Selected passage -
§
Pubdate: Wed, 13 Sep 2000
Source: Modesto Bee, The (CA)
Copyright: 2000 The Modesto Bee
Contact:  http://www.modbee.com/help/letters.html
Website: http://www.modbee.com/
Author: John Holland

NEW WEAPON IN WAR ON METH LABS

A technology spun off from the Persian Gulf War will help local crime 
fighters sniff out methamphetamine labs in the Central Valley.

The Stanislaus County Board of Supervisors voted Tuesday to accept a 
$500,000 grant from the state Office of Criminal Justice Planning to buy a 
"stand-off chemical agent detector." The device, carried in a van, can 
detect infrared rays given off by the chemicals used to make methamphetamine.

"Quite frankly, this has some real high hopes in terms of our ability to 
enforce and shut down some of these labs," Sheriff Les Weidman told the board.

The device will be kept in Stanislaus County, but will be available for use 
in the nine valley counties in the High Intensity Drug Trafficking Area, 
from Sacramento to Kern County. The federally designated area uses a 
combination of law enforcement agencies to fight the war against meth.

The device will be built and delivered in about a year, Weidman said.

Aerospace Corp. developed the device for the military, which needed a way 
to detect use of chemical weapons by Iraq in the gulf war a decade ago. The 
version built for the valley will be the first nonmilitary application, 
Weidman said.

Drug agents can put it to use upon getting tips about methamphetamine labs, 
he said. It will take "photographs" of the infrared rays emitted by 
chemical fumes outside suspected labs, much like a conventional camera 
captures visible light rays.
§
[Rows taken from a dataset]
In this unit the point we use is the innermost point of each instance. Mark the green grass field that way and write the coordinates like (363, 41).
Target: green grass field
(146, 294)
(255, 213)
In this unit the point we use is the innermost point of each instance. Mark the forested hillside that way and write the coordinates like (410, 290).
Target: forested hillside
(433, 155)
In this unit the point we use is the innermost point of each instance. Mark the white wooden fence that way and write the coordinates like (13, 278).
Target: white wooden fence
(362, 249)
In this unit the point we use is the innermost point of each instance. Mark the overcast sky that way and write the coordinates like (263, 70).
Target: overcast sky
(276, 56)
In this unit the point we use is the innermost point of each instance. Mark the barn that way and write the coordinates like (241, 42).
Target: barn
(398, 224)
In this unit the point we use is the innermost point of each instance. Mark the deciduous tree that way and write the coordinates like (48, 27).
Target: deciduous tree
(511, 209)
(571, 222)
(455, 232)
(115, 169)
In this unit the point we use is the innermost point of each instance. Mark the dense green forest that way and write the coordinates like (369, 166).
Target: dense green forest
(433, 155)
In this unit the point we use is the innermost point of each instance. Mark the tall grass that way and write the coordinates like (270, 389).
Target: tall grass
§
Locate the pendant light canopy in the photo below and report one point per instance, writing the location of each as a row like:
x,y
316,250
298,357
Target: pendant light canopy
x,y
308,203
§
Problems to solve -
- 1) In the meth lab article, how much money was in the grant that the Stanislaus County Board of Supervisors voted to accept?
- 2) Switch "Drug agents" to "Narcotics officers" in the part of the meth lab article that opens with the words "Aerospace Corp. developed" and closes with "visible light rays.", and give that part again.
- 3) Pick up the article on the new weapon against meth labs from where it stops.

Answer set -
- 1) $500,000

- 2)
Aerospace Corp. developed the device for the military, which needed a way 
to detect use of chemical weapons by Iraq in the gulf war a decade ago. The 
version built for the valley will be the first nonmilitary application, 
Weidman said.

Narcotics officers can put it to use upon getting tips about methamphetamine labs, 
he said. It will take "photographs" of the infrared rays emitted by 
chemical fumes outside suspected labs, much like a conventional camera 
captures visible light rays.

- 3)
The sheriff declined to say how close the device would have to be to a 
suspected lab.

"We don't want to provide a lot of information about the technology, quite 
frankly, because as we provide information, there will be a lot of 
sophisticated criminals out there trying to defeat it," he said.

Agents will still need warrants to enter buildings believed to contain 
equipment and chemicals used to make the drug, Weidman said.

The device also could be used for emergencies involving toxic substances, 
such as derailments of railroad tankers, he said. The "stand-off" in the 
name refers to the ability of workers to deploy it without being exposed to 
fumes.

The valley is a major source of the worldwide supply of methamphetamine, 
Weidman said. Board Chairman Paul Caruso said the vast majority of criminal 
cases involve drugs in some way.

Assemblyman Dennis Cardoza, D-Merced, got funding approved in the 
Legislature after hearing about the device from Modesto City Councilman 
Mike Serpa.

Cardoza hopes the device will "tell the crooks and the drug dealers in this 
county that they better start packing."